Ginger has become a staple ingredient in most kitchens. But before you write off ginger as a common kitchen spice, be sure to look into its science-backed healing properties.
What is ginger?
Ginger is a tropical plant that was originally from Southwest Asia. The plant can grow up to 3 feet tall and produces colorful flowers, but the root is where the benefits lie. The root can be yellow, red, or white and is harvested by pulling the plant out of the soil, removing the leaves, and cleaning the root. It is consumed fresh and preserved and can be made into tablets, capsules, and liquid extracts.
Ginger has more than 400 chemical compounds, but it is believed that the gingerol compounds are the primary ones responsible for the root’s health benefits. They are also responsible for giving it its distinct smell and flavor. Gingerol has powerful properties that can help the body in many ways.
- Calms an upset stomach. The chemical compounds in the root are believed to ease stomach pain and aid digestion. Studies have shown that consuming ginger can be a safe and effective way to reduce nausea, especially during pregnancy when certain medications are dangerous to take. It can also help reduce nausea and vomiting after surgery and for those that are going through chemotherapy. Additionally, a small study determined that taking 1.2 g of ginger before a meal can help speed up the digestion process, helping fight indigestion.
- Reduces inflammation. Ginger can be taken as a supplement for conditions that cause joint damage such as rheumatoid arthritis and osteoarthritis. It is an anti-inflammatory, so it can be especially effective in easing joint pain.
- Lowers blood sugar. Adding ginger into your diet can help improve blood sugar levels and lower the risk of developing type 2 diabetes. A study determined that those with type 2 diabetes who consumed 1600 milligrams of ginger powder for 12 weeks had improved insulin sensitivity, lower triglycerides, and lower total cholesterol when compared with the control group.

- _Task instructions_
(a) Answer these questions using the ginger passage:
(i) Where did ginger originally come from?
(ii) How many chemical compounds does ginger contain?
(iii) In the study on type 2 diabetes, how much ginger powder did participants consume, and for how long?
(b) Return everything in the ginger passage from "- Reduces inflammation." down to "easing joint pain.", copied word for word.
(c) Turn the paragraph of the ginger passage that begins "Ginger is a tropical plant" into a short bulleted list that keeps its main facts.

- _Material provided_
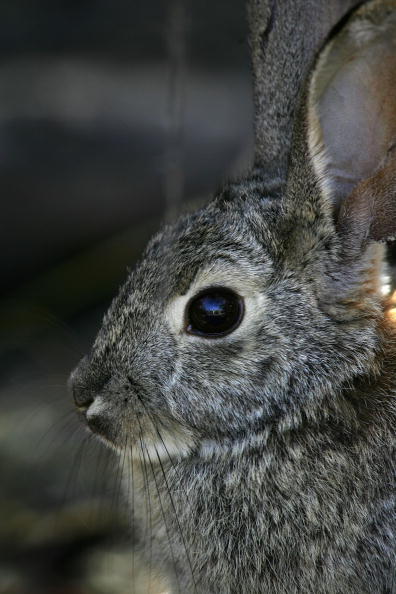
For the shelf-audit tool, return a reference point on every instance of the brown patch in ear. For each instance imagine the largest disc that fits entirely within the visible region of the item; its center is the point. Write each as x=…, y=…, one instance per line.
x=369, y=212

- _Answers by item_
(a)
(i) Southwest Asia.
(ii) More than 400.
(iii) 1600 milligrams, for 12 weeks.

(b)
- Reduces inflammation. Ginger can be taken as a supplement for conditions that cause joint damage such as rheumatoid arthritis and osteoarthritis. It is an anti-inflammatory, so it can be especially effective in easing joint pain.

(c)
- Ginger is a tropical plant originally from Southwest Asia.
- It can grow up to 3 feet tall and produces colorful flowers.
- Its benefits lie in the root, which can be yellow, red, or white.
- The root is harvested by pulling up the plant, removing the leaves, and cleaning the root.
- It is eaten fresh or preserved and made into tablets, capsules, and liquid extracts.